Rewrite each of the records below with every instance of "pin" changed to "marker" and all other text left as it stands.

-- Start of Source material --

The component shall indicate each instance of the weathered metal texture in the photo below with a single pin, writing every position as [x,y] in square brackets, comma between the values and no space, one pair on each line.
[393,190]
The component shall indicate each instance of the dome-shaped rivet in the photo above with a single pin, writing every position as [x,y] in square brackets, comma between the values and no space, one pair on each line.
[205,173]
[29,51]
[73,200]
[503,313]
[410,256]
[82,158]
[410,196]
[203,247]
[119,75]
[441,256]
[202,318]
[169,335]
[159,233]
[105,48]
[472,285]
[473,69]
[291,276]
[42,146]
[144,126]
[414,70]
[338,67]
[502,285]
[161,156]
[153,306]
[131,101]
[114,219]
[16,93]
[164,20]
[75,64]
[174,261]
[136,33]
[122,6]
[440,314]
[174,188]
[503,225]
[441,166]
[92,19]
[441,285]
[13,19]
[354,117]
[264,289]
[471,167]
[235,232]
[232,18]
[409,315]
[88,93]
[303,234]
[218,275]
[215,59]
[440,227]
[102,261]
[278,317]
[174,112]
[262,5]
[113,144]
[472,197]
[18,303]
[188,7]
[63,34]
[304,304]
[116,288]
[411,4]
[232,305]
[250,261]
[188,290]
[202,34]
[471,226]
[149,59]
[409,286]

-- End of Source material --

● **Exercise response**
The component shall indicate each instance of the weathered metal texture in the photo below with a single marker, writing every position as [x,y] in square brackets, comma between the values and no space, one pair on each line.
[393,190]
The component shall indicate each instance of the dome-shaped rivet in the photo above with a single marker, writing every position as [x,y] in square brackets, comma between the values and no space, one pair on each line.
[205,173]
[29,51]
[73,200]
[503,313]
[410,256]
[82,158]
[410,196]
[203,247]
[119,75]
[441,256]
[202,318]
[169,335]
[159,233]
[105,48]
[472,285]
[473,69]
[291,276]
[42,146]
[144,126]
[414,70]
[338,67]
[502,285]
[161,156]
[153,306]
[131,101]
[114,219]
[16,93]
[164,20]
[75,64]
[174,261]
[136,33]
[122,6]
[440,314]
[174,188]
[503,225]
[441,166]
[92,19]
[441,285]
[13,19]
[354,117]
[264,289]
[471,167]
[235,232]
[232,18]
[409,315]
[88,93]
[303,234]
[218,275]
[215,59]
[440,227]
[102,261]
[278,317]
[174,112]
[262,5]
[113,144]
[472,197]
[18,303]
[188,7]
[63,34]
[304,304]
[116,288]
[411,4]
[232,305]
[250,261]
[188,290]
[202,34]
[471,226]
[149,59]
[409,286]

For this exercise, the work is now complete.